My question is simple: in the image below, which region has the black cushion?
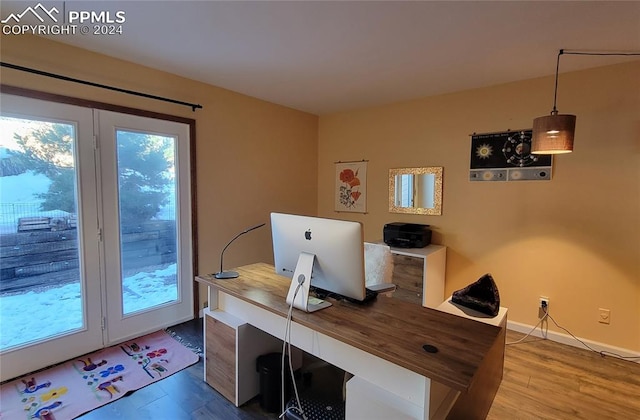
[451,273,500,316]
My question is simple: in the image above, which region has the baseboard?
[507,320,640,363]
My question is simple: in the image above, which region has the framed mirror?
[389,166,442,216]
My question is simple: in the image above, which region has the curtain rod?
[0,61,202,112]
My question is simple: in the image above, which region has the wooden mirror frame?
[389,166,443,216]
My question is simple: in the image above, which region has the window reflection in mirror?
[389,167,442,215]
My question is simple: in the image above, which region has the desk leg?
[346,376,431,420]
[204,310,282,407]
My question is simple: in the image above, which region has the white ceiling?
[0,0,640,114]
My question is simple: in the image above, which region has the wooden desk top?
[196,263,500,392]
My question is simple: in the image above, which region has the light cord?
[278,283,307,420]
[505,308,640,361]
[551,49,640,115]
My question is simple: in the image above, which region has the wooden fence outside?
[0,220,177,292]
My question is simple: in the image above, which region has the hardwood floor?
[80,319,640,420]
[487,331,640,420]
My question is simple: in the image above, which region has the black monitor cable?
[278,274,307,420]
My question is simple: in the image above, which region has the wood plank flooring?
[487,331,640,420]
[76,319,640,420]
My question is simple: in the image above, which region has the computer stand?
[287,252,331,312]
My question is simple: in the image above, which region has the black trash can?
[256,353,291,413]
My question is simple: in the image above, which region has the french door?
[0,94,193,380]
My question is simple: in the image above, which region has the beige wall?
[0,36,640,351]
[318,62,640,351]
[0,35,318,308]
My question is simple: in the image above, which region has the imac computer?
[271,213,366,312]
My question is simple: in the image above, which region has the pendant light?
[531,50,576,155]
[531,49,640,155]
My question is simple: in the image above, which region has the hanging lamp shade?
[531,111,576,155]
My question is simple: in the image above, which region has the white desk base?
[205,293,459,420]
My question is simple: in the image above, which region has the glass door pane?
[0,94,103,380]
[96,110,193,344]
[0,116,85,351]
[116,130,178,315]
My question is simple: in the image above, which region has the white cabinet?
[384,245,447,308]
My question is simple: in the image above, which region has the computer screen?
[271,213,365,301]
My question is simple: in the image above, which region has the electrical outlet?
[538,296,549,319]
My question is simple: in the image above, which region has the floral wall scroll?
[335,161,367,213]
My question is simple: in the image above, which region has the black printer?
[382,222,431,248]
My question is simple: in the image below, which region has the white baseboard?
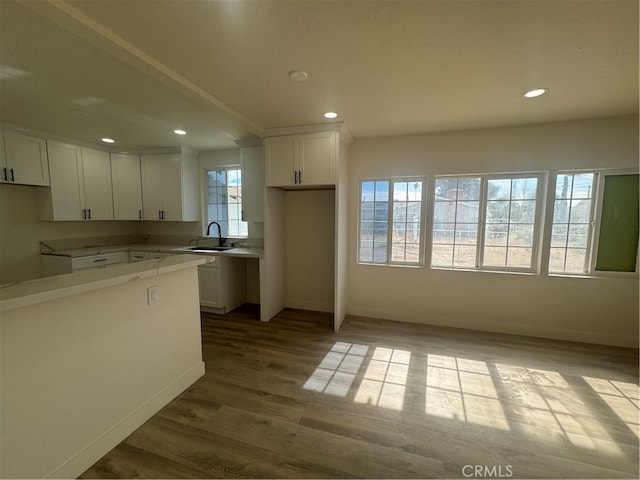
[347,307,638,348]
[46,362,205,478]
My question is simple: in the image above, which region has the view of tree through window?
[358,179,423,264]
[207,168,248,237]
[431,176,538,269]
[549,173,595,273]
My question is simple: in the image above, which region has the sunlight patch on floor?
[302,342,369,397]
[582,377,640,438]
[496,364,622,455]
[353,347,411,410]
[425,354,509,430]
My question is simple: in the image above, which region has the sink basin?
[189,246,233,252]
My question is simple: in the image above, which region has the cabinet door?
[198,267,223,308]
[162,155,182,221]
[47,142,84,220]
[0,131,49,186]
[240,147,264,222]
[296,132,336,185]
[111,153,142,220]
[265,136,296,187]
[140,155,162,220]
[82,147,113,220]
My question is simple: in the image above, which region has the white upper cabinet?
[265,131,339,187]
[111,153,142,220]
[240,147,264,222]
[141,151,198,222]
[0,130,49,186]
[38,141,113,220]
[82,147,113,220]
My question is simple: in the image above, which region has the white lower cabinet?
[198,256,247,314]
[42,252,129,277]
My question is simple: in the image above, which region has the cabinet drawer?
[71,252,129,272]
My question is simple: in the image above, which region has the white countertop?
[43,243,264,258]
[0,253,210,312]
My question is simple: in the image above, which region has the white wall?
[285,190,335,312]
[0,184,136,284]
[348,116,639,347]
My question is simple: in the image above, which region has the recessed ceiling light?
[289,70,309,82]
[524,88,547,98]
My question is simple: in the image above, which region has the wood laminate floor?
[82,306,639,479]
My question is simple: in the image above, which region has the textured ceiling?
[0,0,638,150]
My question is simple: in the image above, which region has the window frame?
[202,165,249,239]
[547,168,640,278]
[428,171,548,274]
[356,175,428,267]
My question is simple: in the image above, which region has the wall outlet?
[147,286,160,305]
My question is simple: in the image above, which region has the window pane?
[393,202,407,222]
[360,182,375,202]
[571,173,594,198]
[393,182,408,202]
[360,202,373,222]
[453,245,476,267]
[486,201,509,223]
[456,201,480,223]
[483,247,507,267]
[433,202,456,223]
[458,178,480,200]
[571,200,591,223]
[511,177,538,200]
[556,175,573,199]
[373,222,387,243]
[553,200,570,223]
[376,181,389,202]
[487,178,511,200]
[507,247,532,268]
[433,223,455,244]
[549,248,566,272]
[509,200,536,223]
[567,224,589,248]
[455,223,478,245]
[509,224,533,247]
[431,245,453,267]
[435,178,458,200]
[373,242,387,263]
[484,224,509,245]
[551,225,569,247]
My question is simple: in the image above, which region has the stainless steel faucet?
[207,222,227,247]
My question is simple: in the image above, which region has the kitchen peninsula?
[0,254,208,478]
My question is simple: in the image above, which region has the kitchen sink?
[189,246,233,252]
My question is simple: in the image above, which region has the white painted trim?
[45,362,205,478]
[347,306,638,348]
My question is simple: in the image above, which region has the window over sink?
[207,167,248,237]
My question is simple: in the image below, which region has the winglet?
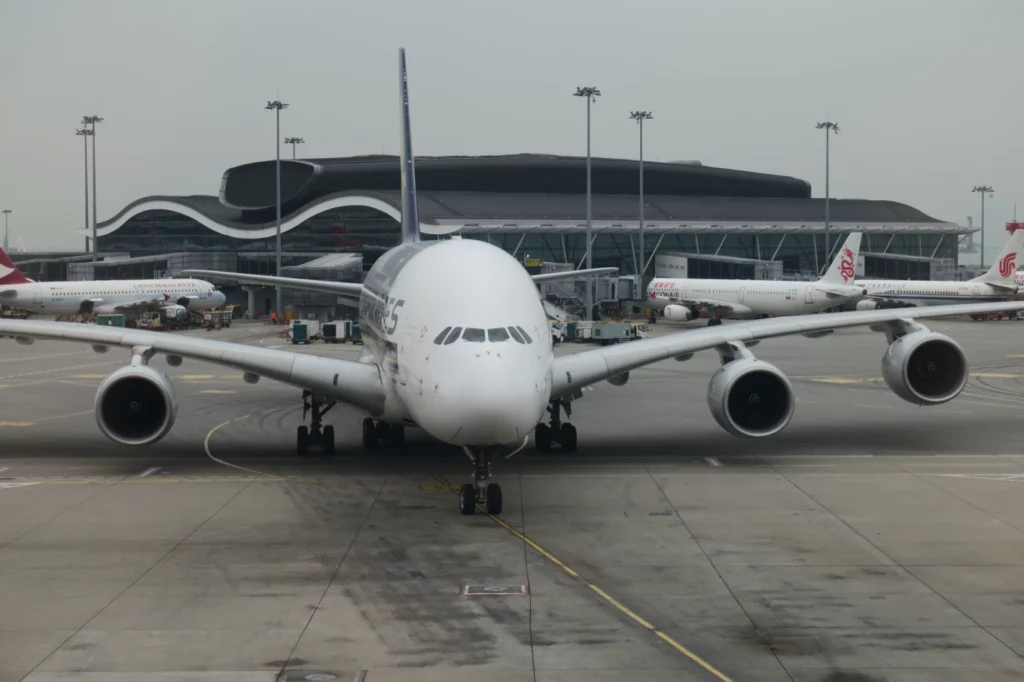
[818,232,860,286]
[398,47,420,242]
[0,244,32,285]
[971,229,1024,289]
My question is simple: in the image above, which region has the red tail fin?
[0,249,32,285]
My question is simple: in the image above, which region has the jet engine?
[95,366,178,445]
[708,357,796,438]
[882,330,968,404]
[665,305,697,322]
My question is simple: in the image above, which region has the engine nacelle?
[665,305,697,322]
[708,357,796,438]
[882,331,968,404]
[95,366,178,445]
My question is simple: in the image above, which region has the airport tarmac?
[0,321,1024,682]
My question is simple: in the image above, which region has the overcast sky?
[0,0,1024,262]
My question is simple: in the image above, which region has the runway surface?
[0,321,1024,682]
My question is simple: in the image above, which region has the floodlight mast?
[814,121,839,274]
[971,184,995,269]
[572,86,601,319]
[264,99,288,319]
[630,112,654,280]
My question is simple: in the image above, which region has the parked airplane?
[0,249,225,315]
[0,50,1024,514]
[647,232,864,327]
[856,229,1024,310]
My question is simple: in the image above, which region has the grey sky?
[0,0,1024,262]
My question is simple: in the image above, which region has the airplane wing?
[181,270,362,296]
[530,267,618,282]
[552,302,1024,397]
[0,319,384,414]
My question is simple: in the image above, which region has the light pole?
[266,99,288,318]
[75,127,96,251]
[3,209,10,253]
[815,121,839,274]
[630,112,654,280]
[572,86,601,319]
[285,137,306,159]
[971,184,995,269]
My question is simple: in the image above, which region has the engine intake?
[708,357,796,438]
[95,366,178,445]
[882,331,968,404]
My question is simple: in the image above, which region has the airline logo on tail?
[999,251,1017,278]
[839,247,857,284]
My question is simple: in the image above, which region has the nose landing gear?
[534,398,577,453]
[295,391,337,456]
[459,446,502,516]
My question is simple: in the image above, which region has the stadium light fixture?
[630,112,654,280]
[82,116,103,268]
[265,99,288,319]
[285,137,306,160]
[75,125,96,253]
[814,121,839,274]
[572,86,601,319]
[971,184,995,269]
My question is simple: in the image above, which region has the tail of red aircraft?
[0,249,32,285]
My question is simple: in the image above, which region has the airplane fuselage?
[0,280,224,314]
[647,278,857,318]
[359,240,553,445]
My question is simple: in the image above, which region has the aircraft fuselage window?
[487,327,509,343]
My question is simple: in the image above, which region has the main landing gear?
[459,445,502,516]
[534,398,577,453]
[362,417,406,450]
[295,391,337,456]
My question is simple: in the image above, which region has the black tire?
[321,425,334,455]
[459,483,476,516]
[558,423,577,453]
[534,424,551,453]
[486,483,502,516]
[362,417,381,450]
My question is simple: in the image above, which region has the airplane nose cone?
[415,358,549,445]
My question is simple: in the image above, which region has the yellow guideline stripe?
[434,474,732,682]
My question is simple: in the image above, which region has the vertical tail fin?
[0,249,32,285]
[398,47,420,242]
[818,232,860,285]
[971,229,1024,289]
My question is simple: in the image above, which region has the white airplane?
[0,249,225,315]
[856,229,1024,310]
[647,232,864,327]
[0,50,1024,514]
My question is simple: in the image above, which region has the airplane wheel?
[534,424,551,453]
[486,483,502,516]
[459,483,476,516]
[321,425,334,455]
[362,417,381,450]
[558,424,577,453]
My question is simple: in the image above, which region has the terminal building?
[19,154,972,310]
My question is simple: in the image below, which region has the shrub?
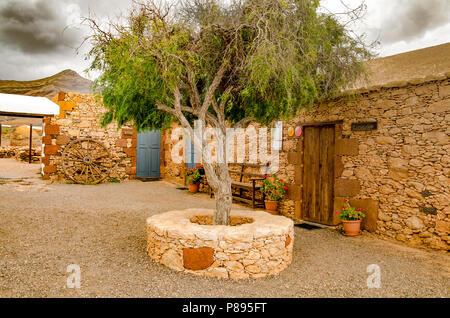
[335,199,366,221]
[262,174,288,201]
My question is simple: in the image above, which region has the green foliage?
[90,0,371,130]
[108,178,120,183]
[262,174,288,201]
[335,199,366,221]
[186,167,202,184]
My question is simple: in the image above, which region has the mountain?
[0,70,93,98]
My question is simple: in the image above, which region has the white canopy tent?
[0,93,59,117]
[0,93,59,163]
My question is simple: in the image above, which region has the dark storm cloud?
[0,0,82,53]
[381,0,450,43]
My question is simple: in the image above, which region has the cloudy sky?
[0,0,450,80]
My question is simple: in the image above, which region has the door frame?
[298,120,343,226]
[136,129,163,180]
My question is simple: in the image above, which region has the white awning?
[0,93,59,116]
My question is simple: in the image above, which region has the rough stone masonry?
[162,73,450,250]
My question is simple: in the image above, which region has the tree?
[87,0,370,225]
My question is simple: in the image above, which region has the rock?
[224,261,244,272]
[428,99,450,113]
[161,250,183,271]
[376,136,396,145]
[405,189,423,200]
[355,167,374,181]
[183,247,214,271]
[205,267,228,278]
[436,221,450,233]
[245,265,261,274]
[229,272,249,279]
[405,215,424,230]
[378,211,392,222]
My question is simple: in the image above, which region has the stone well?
[147,209,294,279]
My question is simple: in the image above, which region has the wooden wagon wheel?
[62,138,114,184]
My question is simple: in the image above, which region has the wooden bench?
[228,163,269,209]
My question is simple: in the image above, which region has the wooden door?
[302,125,335,225]
[136,130,161,178]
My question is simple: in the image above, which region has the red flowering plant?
[262,174,288,201]
[334,199,366,221]
[186,165,203,184]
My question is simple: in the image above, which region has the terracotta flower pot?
[264,200,278,214]
[188,182,200,193]
[342,220,362,236]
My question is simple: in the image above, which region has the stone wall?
[41,92,137,180]
[165,74,450,250]
[147,209,294,279]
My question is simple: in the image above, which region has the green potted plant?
[335,199,366,236]
[262,174,288,214]
[186,166,202,193]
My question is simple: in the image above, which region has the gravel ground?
[0,170,450,297]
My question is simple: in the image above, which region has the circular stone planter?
[147,209,294,279]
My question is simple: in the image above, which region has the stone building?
[41,92,137,180]
[42,43,450,250]
[161,43,450,250]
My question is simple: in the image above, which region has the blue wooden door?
[136,130,161,178]
[186,136,198,169]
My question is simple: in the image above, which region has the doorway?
[136,130,161,179]
[301,124,335,225]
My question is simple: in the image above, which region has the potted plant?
[186,167,202,193]
[262,174,288,214]
[335,200,366,236]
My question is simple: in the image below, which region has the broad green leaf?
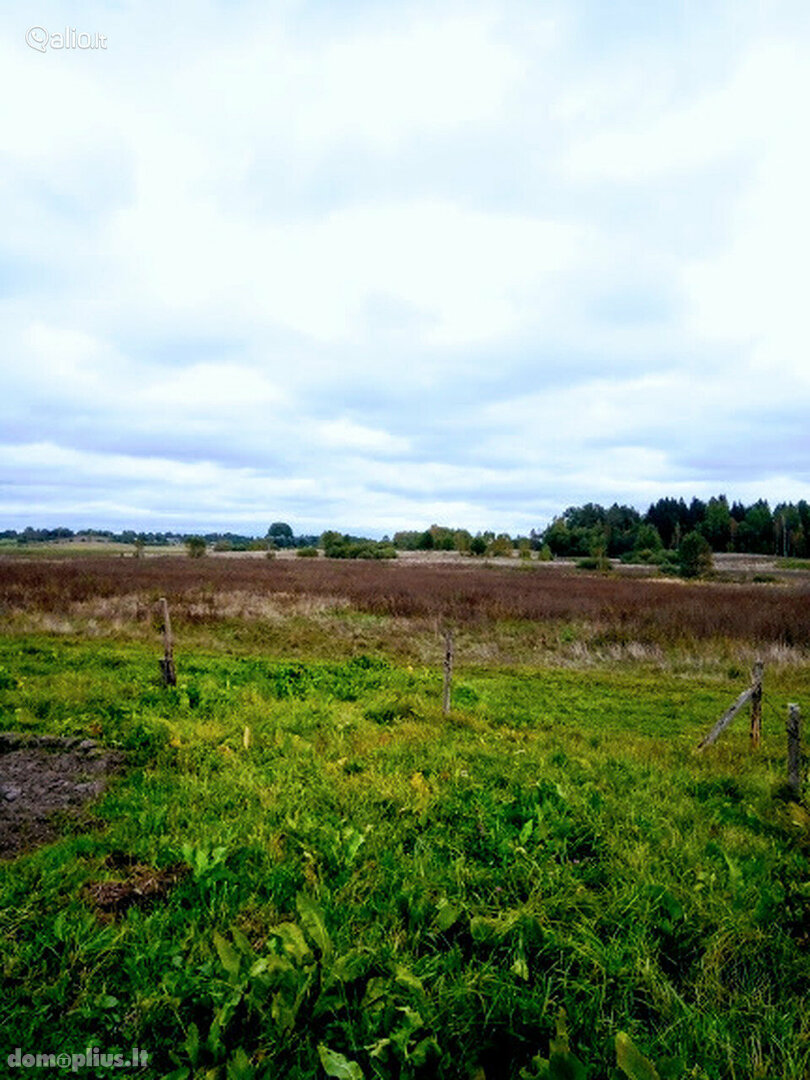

◆ ◆ ◆ ◆

* [Brief]: Rewrite the stretch of the listing from the line that contains "has the rock?" through the line that contains "[186,136,198,169]", replacing "terracotta" with "clay" and leaving everything else unchanged.

* [Solution for this task]:
My question is simple: in the image above, which region has the rock?
[224,261,244,272]
[428,99,450,113]
[161,250,183,271]
[376,136,396,145]
[405,189,423,200]
[355,167,374,181]
[183,247,214,271]
[205,267,228,278]
[436,221,450,233]
[245,265,261,274]
[229,272,249,279]
[405,215,424,230]
[378,211,392,222]
My question is simple: in the image above, which region has the stone well?
[147,209,294,279]
My question is simple: in the image above, which region has the wooden wagon wheel?
[62,138,114,184]
My question is simple: in the image above, which region has the wooden bench?
[228,163,269,209]
My question is simple: in the image above, which region has the wooden door?
[302,125,335,225]
[136,130,161,178]
My question is simple: in the image above, which region has the red flowering plant?
[262,174,288,201]
[334,199,366,221]
[186,165,203,184]
My question is simple: in the image above, which region has the clay flower pot?
[264,200,278,214]
[188,182,200,193]
[342,220,362,236]
My question is simple: in the image above, which region has the stone wall?
[41,92,137,180]
[165,74,450,250]
[147,209,294,279]
My question is simple: in the image above, which region has the green potted plant?
[335,199,366,236]
[262,174,288,214]
[186,166,202,193]
My question is simple: in the image above, which region has the gravel ground?
[0,170,450,297]
My question is simple: in the image above, which region has the circular stone planter?
[147,209,294,279]
My question is simple: in the image above, which region has the stone building?
[41,92,137,180]
[42,43,450,250]
[161,43,450,250]
My question is simple: in the image above, which region has the blue wooden door?
[136,130,161,178]
[186,136,198,169]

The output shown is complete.